Problem to work on = Below is a listing; repeat exactly the lines from the one containing "Query: man with gray hair" to the one containing "Expected: one pin per instance of the bus", both included.

Data to process =
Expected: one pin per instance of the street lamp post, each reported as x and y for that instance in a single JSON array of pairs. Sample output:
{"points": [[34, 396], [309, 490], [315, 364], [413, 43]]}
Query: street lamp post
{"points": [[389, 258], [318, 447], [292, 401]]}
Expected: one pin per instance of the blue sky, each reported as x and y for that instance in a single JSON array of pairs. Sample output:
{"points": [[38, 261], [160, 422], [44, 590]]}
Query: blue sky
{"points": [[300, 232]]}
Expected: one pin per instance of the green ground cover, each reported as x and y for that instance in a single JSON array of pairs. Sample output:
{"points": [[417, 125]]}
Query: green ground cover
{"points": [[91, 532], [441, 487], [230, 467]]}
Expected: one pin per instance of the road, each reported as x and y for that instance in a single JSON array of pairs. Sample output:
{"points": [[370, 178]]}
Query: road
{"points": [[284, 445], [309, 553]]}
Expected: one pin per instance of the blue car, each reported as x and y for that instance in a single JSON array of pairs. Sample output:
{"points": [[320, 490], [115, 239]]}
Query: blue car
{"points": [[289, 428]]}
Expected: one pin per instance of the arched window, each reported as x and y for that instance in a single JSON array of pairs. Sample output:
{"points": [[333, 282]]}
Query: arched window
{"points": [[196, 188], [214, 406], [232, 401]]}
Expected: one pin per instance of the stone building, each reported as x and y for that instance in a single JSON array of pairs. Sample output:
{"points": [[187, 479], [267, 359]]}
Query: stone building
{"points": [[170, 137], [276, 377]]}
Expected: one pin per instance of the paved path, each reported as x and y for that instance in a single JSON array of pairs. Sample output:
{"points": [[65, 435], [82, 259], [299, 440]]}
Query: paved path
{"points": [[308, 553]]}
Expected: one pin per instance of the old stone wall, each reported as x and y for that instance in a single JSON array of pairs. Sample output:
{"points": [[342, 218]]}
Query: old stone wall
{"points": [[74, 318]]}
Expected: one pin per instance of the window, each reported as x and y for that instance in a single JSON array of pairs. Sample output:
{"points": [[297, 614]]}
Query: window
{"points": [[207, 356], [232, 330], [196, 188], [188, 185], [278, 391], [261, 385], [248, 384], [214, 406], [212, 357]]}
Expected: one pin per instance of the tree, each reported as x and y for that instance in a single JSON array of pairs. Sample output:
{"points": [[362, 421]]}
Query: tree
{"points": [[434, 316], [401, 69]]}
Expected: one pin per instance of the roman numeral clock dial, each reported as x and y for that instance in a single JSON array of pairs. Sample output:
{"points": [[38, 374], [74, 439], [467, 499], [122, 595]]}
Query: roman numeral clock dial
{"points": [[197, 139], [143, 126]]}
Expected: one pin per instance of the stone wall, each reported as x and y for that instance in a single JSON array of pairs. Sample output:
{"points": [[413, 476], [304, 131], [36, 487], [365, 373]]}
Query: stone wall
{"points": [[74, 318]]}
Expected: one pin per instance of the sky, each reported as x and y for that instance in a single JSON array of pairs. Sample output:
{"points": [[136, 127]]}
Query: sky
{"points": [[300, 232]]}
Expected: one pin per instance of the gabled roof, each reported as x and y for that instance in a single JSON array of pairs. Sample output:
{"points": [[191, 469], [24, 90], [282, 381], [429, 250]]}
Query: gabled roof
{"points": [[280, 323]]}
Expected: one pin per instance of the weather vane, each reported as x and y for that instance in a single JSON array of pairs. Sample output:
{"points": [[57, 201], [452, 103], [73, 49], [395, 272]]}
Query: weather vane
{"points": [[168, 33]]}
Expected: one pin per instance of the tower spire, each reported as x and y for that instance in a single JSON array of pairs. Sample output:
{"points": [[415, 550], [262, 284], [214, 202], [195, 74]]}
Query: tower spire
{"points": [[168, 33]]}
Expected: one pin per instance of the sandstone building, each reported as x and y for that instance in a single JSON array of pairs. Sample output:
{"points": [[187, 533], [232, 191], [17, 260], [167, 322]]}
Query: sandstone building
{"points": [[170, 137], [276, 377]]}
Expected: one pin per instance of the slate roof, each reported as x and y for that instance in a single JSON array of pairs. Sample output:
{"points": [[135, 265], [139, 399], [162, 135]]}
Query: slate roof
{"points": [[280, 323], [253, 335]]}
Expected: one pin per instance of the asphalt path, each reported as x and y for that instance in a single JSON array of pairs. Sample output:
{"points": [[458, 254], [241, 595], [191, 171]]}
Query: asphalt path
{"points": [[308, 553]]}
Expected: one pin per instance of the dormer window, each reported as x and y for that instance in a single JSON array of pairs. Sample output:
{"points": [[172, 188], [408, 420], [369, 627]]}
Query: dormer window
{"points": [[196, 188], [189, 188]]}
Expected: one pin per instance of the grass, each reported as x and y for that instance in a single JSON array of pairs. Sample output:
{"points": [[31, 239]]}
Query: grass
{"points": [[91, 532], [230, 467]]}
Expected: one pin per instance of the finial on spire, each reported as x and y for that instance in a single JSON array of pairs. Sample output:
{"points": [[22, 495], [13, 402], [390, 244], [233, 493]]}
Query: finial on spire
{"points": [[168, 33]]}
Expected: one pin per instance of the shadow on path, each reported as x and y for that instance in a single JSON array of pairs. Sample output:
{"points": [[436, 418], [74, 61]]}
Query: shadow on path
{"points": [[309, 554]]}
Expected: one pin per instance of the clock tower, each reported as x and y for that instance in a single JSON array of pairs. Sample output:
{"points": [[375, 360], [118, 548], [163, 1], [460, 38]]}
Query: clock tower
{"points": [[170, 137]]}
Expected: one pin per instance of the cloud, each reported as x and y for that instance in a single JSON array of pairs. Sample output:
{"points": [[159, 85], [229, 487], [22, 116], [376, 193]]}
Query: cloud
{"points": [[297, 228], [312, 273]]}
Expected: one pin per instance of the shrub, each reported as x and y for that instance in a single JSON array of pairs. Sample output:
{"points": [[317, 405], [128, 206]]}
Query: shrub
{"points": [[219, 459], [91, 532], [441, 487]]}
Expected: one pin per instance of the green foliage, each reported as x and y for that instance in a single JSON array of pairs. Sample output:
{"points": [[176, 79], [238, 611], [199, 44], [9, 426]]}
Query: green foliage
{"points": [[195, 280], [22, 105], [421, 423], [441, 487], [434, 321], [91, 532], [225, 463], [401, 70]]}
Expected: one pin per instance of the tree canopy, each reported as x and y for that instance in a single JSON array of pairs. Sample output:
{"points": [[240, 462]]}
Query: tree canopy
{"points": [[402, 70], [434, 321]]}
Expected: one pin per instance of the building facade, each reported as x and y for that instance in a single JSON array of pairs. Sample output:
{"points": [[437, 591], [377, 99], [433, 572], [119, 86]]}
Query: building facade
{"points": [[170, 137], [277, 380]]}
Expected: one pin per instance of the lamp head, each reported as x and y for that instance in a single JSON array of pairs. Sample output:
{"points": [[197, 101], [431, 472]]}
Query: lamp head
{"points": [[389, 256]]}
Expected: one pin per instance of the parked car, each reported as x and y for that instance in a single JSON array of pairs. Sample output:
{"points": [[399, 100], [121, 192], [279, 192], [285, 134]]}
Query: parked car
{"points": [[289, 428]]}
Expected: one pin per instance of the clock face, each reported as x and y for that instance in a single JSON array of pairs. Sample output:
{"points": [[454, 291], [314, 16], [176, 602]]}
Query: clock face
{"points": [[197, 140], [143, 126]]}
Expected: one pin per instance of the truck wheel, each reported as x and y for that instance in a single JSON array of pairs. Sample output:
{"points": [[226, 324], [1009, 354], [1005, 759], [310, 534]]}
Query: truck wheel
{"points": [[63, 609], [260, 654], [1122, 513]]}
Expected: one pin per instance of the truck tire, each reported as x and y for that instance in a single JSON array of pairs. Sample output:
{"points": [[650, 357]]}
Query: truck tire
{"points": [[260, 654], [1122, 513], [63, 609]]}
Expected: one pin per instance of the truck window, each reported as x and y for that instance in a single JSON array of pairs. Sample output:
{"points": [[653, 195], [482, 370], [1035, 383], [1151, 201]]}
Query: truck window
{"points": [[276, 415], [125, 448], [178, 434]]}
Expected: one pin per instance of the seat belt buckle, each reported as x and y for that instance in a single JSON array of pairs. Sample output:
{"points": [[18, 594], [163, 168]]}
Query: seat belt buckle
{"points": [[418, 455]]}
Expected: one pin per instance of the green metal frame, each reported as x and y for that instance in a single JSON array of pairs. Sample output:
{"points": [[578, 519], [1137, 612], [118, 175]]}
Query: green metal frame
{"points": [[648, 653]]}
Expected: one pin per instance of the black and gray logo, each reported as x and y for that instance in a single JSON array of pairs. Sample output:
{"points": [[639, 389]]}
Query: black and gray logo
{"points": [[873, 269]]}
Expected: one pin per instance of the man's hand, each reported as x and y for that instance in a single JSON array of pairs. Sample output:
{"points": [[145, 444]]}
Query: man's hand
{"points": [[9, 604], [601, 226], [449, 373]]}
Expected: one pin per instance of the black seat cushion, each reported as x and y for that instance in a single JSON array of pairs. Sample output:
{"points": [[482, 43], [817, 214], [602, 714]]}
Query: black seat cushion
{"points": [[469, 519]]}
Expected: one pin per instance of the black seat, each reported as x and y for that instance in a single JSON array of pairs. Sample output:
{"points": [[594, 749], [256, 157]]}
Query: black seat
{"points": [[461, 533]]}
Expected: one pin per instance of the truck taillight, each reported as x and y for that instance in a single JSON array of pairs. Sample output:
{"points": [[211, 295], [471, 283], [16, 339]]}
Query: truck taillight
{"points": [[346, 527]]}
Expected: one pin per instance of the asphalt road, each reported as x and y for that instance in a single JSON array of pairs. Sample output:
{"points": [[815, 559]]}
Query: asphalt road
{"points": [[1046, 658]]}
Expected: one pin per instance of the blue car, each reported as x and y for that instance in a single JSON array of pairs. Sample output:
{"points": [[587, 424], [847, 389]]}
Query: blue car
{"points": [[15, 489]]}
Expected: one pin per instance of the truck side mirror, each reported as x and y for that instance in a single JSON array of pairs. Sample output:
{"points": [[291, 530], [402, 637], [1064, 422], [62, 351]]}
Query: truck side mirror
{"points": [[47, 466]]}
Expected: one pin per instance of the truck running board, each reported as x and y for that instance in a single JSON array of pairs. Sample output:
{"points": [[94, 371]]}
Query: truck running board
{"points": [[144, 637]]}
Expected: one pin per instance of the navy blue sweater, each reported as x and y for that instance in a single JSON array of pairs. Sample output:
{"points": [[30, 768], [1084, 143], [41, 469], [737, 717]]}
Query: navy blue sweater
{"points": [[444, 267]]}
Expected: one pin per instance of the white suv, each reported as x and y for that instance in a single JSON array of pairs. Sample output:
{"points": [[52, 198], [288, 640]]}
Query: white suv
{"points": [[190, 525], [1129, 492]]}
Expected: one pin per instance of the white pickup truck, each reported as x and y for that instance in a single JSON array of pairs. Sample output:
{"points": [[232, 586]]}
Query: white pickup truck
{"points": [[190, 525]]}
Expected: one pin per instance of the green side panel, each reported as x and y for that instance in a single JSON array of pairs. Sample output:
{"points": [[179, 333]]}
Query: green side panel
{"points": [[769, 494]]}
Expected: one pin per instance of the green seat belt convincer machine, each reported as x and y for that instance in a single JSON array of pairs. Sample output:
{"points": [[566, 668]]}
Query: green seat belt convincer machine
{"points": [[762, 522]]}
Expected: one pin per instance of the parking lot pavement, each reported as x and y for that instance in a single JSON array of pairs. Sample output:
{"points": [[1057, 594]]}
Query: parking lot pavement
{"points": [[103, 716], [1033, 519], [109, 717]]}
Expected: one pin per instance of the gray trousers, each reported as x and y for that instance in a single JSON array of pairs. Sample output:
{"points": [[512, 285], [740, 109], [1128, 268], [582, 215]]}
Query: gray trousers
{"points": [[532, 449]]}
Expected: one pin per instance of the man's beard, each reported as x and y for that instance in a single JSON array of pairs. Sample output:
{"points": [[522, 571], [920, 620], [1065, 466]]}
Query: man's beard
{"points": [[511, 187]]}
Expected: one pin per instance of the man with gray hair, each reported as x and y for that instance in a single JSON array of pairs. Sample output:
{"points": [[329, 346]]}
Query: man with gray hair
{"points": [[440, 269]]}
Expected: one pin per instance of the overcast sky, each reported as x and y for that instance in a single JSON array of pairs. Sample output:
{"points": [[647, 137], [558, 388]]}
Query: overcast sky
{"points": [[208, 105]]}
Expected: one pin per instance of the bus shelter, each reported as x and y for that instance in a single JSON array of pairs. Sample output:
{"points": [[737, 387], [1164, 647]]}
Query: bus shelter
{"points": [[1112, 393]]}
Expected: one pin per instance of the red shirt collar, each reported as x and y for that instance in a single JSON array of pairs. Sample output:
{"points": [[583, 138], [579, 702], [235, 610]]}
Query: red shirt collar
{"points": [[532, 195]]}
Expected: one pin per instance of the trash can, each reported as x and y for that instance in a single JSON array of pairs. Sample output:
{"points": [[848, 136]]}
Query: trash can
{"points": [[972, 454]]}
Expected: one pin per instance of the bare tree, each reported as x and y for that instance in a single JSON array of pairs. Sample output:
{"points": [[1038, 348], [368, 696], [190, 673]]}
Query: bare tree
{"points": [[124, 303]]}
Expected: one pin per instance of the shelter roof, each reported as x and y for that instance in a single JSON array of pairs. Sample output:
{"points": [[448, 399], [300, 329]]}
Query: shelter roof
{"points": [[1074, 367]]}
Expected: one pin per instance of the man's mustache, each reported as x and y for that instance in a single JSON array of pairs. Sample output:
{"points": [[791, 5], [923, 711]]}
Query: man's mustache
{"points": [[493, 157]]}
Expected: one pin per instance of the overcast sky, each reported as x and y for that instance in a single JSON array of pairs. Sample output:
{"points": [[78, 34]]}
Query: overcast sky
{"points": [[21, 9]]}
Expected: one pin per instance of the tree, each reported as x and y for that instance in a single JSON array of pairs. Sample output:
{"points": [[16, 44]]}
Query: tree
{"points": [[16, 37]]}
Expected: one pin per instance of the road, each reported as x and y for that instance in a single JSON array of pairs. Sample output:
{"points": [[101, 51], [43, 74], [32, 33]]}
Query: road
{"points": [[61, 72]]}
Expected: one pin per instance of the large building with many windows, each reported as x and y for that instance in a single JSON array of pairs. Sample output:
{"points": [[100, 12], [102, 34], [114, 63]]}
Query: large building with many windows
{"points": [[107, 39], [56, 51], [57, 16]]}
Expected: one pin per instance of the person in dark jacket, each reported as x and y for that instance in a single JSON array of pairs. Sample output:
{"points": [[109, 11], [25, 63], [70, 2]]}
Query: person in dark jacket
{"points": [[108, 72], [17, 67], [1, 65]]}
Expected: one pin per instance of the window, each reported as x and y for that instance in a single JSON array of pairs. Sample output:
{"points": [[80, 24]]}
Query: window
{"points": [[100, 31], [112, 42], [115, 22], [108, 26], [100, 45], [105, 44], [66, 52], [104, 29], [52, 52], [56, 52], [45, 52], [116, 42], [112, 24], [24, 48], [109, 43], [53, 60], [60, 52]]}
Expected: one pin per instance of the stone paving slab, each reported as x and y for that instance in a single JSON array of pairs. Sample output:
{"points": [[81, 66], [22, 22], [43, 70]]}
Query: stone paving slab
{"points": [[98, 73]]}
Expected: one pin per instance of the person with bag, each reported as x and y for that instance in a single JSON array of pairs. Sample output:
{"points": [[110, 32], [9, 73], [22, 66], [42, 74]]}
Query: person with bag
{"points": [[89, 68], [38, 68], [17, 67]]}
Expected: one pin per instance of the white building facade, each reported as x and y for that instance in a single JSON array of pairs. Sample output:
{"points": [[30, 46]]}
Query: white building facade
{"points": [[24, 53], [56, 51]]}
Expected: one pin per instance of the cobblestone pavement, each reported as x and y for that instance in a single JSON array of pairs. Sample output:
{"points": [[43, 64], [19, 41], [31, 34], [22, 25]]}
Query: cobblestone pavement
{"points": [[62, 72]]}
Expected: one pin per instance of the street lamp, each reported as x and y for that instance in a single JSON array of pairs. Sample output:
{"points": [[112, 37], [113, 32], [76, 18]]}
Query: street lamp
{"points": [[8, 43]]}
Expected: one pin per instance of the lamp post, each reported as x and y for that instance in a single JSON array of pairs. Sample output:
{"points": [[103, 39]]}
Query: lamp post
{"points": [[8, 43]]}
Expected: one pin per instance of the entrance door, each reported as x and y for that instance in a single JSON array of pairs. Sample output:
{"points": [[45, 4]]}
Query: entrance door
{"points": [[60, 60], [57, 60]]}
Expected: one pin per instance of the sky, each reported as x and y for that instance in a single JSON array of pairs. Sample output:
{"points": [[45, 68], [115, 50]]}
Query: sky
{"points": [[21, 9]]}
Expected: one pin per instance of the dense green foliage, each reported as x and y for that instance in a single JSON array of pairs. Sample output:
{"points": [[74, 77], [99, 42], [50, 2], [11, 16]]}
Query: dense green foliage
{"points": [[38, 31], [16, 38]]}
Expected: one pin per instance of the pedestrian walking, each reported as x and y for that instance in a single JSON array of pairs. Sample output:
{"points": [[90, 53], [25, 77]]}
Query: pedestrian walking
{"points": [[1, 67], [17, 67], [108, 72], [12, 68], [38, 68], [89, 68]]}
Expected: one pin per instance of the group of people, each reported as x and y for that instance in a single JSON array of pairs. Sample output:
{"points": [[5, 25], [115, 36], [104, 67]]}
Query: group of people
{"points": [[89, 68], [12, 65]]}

Final answer =
Query: man with gray hair
{"points": [[440, 269]]}
Expected: one pin per instance of the overcast sky, each reported as x and y for that instance in a single JSON array of pairs. Sample output:
{"points": [[647, 137], [558, 388]]}
Query: overcast sky
{"points": [[208, 105]]}
Expected: one pin per instance of the bus shelter, each reported as x and y for that instance in a single JSON array of pairs. Sample output:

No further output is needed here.